Selected excerpt:
========
The userinfo component of the authority part of a URL may be required if the right to retrieve or access a particular resource is restricted to a specific user or user group. RFC 3986 has this to say:

"The userinfo subcomponent may consist of a user name and, optionally, scheme-specific information about how to gain authorization to access the resource. The user information, if present, is followed by a commercial at-sign ("@") that delimits it from the host."

A common use of the userinfo component in URLs is for email links like the "Contact" link found at the bottom of each page on this website (see below). Note that mailto: links do not have the double forward slash found in most URLs; this is replaced by the at-sign ("@").

<a href="mailto:webmaster@technologyuk.net">Contact</a>

IP addresses

The host component of a URL, which as we have seen forms part of the authority part, identifies a specific Internet host computer (usually a server of some kind). According to RFC 3986, the host component can take one of three forms:

host = IP-literal / IPv4address / reg-name

The IP-literal option represents a 128-bit IPv6 Internet Protocol (IP) address, enclosed within square brackets (this is the only part of a URL where square brackets may be used). An IPv6 address consists of eight 16-bit pieces, each of which is represented using one to four hexadecimal digits (leading zeros are allowed, but are usually omitted).

The eight 16-bit pieces are presented in order of their significance from left to right. Adjacent pieces are separated by a colon. The last two pieces (i.e. the two least significant pieces) may optionally be presented in IPv4 format using dotted decimal notation (see below).

The representation of IPv6 addresses is shortened as much as possible. For example, the longest sequence of one or more consecutive zero valued 16-bit pieces within an IPv6 address may be elided (represented in a much-shortened form) by removing all of the digits, leaving a pair of consecutive colons. If two such sequences exist within the URL, the left-most sequence is thus encoded.

The following address is the long-hand version of the IPv6 address of the server currently hosting Google's UK website:

[2a00:1450:4005:080b:0000:0000:0000:2003]

If we take out the leading zeros, we get this shortened version:

[2a00:1450:4005:80b:0:0:0:2003]

And if we elide the sequence of empty pieces (there is only one in this example) we get this:

[2a00:1450:4005:80b::2003]

In fact, if you copy and paste the long-hand version into your web browser's address bar, it will automatically shorten the address to match the last version shown above. Don't expect to see the Google UK home page, however. You will reach Google's website, but you will most likely see a page displaying the 404 (page not found) error message, like the one shown below.
========
Instruction: Could you continue the passage on URL userinfo and IPv6 host addresses, starting after its final sentence?
========
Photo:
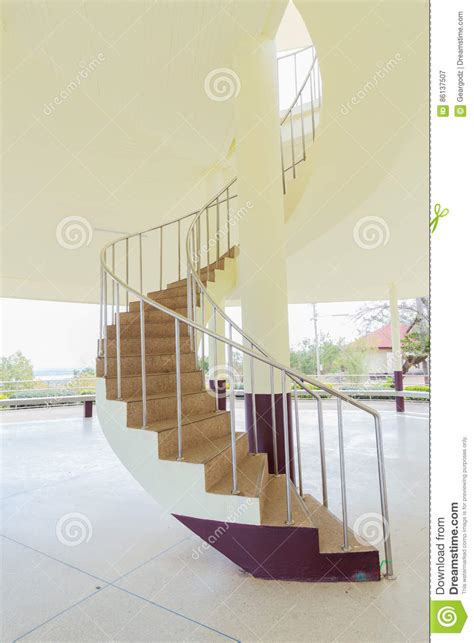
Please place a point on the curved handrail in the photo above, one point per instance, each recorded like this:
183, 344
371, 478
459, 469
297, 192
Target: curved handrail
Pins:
254, 351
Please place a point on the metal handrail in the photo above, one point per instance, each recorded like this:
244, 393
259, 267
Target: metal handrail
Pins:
195, 288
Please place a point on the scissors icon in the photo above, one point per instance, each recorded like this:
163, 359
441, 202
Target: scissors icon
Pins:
438, 215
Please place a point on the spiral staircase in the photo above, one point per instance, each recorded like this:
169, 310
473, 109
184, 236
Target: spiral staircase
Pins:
175, 428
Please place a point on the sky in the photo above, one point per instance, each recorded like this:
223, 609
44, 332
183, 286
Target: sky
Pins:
59, 335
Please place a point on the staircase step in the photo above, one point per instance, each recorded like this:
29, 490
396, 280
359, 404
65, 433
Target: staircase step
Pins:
131, 364
155, 383
153, 345
196, 429
330, 529
163, 406
252, 472
274, 507
131, 329
173, 303
152, 315
216, 456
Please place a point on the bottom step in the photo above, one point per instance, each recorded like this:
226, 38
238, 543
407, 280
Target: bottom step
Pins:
284, 553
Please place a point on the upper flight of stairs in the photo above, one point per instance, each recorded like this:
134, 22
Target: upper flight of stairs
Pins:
197, 490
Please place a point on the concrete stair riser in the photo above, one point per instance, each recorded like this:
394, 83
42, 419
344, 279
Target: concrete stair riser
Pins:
132, 346
155, 383
131, 365
193, 434
220, 465
160, 329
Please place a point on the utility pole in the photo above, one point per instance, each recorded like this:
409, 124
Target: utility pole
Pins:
316, 339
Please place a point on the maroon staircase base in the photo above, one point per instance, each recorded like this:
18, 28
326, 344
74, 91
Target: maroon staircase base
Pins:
283, 553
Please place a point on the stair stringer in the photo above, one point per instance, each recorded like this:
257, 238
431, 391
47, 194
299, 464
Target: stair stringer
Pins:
178, 487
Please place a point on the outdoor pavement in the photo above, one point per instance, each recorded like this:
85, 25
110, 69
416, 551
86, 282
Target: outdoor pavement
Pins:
87, 555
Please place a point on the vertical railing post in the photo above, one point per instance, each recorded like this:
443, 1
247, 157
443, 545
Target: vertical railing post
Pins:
289, 512
298, 441
322, 451
100, 346
383, 499
254, 405
274, 433
143, 362
179, 250
293, 164
216, 381
178, 390
117, 337
228, 219
207, 241
218, 226
106, 330
235, 490
342, 464
126, 273
141, 261
161, 257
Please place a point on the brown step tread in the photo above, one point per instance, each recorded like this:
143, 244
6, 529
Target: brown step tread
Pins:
330, 529
209, 449
150, 374
164, 395
172, 423
274, 510
250, 475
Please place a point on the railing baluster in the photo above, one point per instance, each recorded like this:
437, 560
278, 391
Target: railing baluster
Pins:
228, 219
293, 164
254, 405
342, 464
141, 261
235, 490
322, 451
298, 441
161, 257
208, 246
289, 512
113, 288
216, 381
383, 499
126, 273
100, 346
218, 229
179, 250
274, 434
143, 362
117, 337
106, 331
178, 390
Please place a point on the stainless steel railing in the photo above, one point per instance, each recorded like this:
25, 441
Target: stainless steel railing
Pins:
306, 103
210, 234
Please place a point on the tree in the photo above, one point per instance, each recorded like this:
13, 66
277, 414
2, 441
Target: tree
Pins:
303, 357
82, 379
15, 368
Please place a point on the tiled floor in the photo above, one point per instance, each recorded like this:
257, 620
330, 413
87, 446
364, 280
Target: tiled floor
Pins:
122, 571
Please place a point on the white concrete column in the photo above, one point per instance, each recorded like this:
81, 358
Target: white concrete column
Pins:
396, 346
262, 262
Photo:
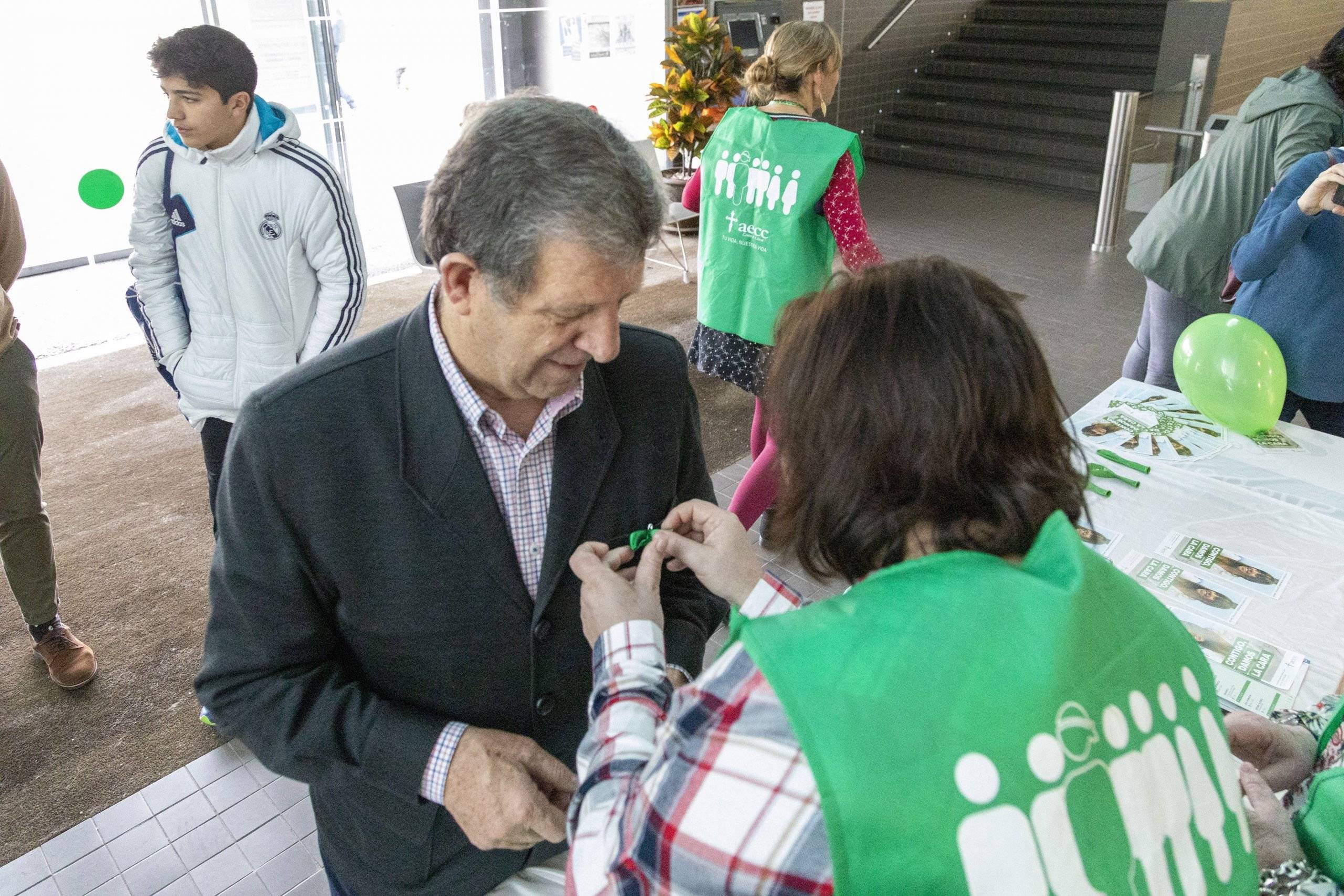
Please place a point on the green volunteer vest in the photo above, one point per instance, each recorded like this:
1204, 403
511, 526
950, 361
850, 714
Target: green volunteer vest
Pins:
1320, 821
762, 242
982, 727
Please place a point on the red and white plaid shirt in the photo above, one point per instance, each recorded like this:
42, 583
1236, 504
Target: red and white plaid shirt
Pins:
704, 790
519, 472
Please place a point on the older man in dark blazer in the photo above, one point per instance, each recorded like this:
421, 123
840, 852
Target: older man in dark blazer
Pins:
393, 620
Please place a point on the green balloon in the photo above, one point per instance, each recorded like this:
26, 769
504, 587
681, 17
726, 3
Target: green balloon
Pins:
101, 188
1232, 370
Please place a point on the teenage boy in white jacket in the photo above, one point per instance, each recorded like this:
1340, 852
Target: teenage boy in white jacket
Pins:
244, 244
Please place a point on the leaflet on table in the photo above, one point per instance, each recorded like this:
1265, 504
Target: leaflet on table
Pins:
1153, 425
1100, 539
1242, 655
1183, 587
1237, 570
1276, 441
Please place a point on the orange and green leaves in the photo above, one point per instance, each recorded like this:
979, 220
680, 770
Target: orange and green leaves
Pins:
704, 70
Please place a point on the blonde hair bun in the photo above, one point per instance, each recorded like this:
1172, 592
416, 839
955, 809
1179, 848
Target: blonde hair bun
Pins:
793, 51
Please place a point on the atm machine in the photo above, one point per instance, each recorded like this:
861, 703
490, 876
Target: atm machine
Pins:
749, 22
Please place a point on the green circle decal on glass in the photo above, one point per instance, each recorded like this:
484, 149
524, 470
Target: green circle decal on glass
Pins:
101, 188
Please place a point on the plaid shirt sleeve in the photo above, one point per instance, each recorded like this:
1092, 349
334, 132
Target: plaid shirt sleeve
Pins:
704, 790
436, 772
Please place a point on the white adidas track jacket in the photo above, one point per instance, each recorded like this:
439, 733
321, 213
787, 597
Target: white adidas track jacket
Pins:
262, 241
========
Response to the exercise:
We should perhaps point out here that the roll-out of IPv6 is ongoing, and that most websites are still using IPv4 addresses. According to an article published on the Internet Society's website on June 6th 2018, Alexa Internet Inc. reported that 17% of the top million websites and 28% of the top thousand websites worldwide had working IPv6 - an increase of 13% and 23% respectively over the previous year.

Regardless of whether or not a website is ready for IPv6, or is still reliant on IPv4 (you can find out here), the likelihood is that its homepage cannot be accessed using an IPv6 or an IPv4 address on its own. This can be for a variety of reasons, the most common being that multiple websites are often hosted on the same server. Additional information is thus required by the server in order to determine which virtual host it should forward the HTTP request to (the subject of virtual hosts will be dealt with elsewhere).

For a host represented by an IPv4 address, the address is presented using dotted decimal notation - a sequence of four decimal numbers in the range 0 to 255, separated by a period ("."). The current IPv4 address for www.technologyuk.net, for example, is 217.160.0.118. If you have a website and you want to find its current IP address, you can use the ping command from within a command line environment, as illustrated below.

Domain names

For the vast majority of web resources, the URL used to access them will require the host component to be a registered name rather than an IP address. Such a host is described in section 3.2.2. of RFC 3986 as follows:

"A host identified by a registered name is a sequence of characters usually intended for lookup within a locally defined host or service name registry. The most common name registry mechanism is the Domain Name System (DNS). Such a name consists of a sequence of domain labels separated by ".", each domain label starting and ending with an alphanumeric character and possibly also containing "-" characters. The rightmost domain label of a fully qualified domain name in DNS may be followed by a single "." and should be if it is necessary to distinguish between the complete domain name and some local domain."

Wikipedia's definition for "domain name" is as good as any. They describe it as:

" . . .an identification string that defines a realm of administrative autonomy, authority or control within the Internet [that] . . . identifies a network domain, or . . . represents an Internet Protocol (IP) resource, such as a personal computer used to access the Internet, a server computer hosting a web site, or the web site itself or any other service communicated via the Internet."

Web developers and webmasters are primarily interested in the domain names that represent the web sites they develop and maintain. The "administrative autonomy, authority or control" in this context refers to the rights and responsibilities of those charged with creating and maintaining a website.

All registered domain names end with a top-level domain label. Having an established top-level domain label like com at the end of your website's domain name is highly desirable, simply because people have become so familiar with these TLDs. That said, we will see an increasing number of new top-level domains being used because many of the most highly sought-after domain names have already been registered under mainstream TLDs - though not necessarily put to good use.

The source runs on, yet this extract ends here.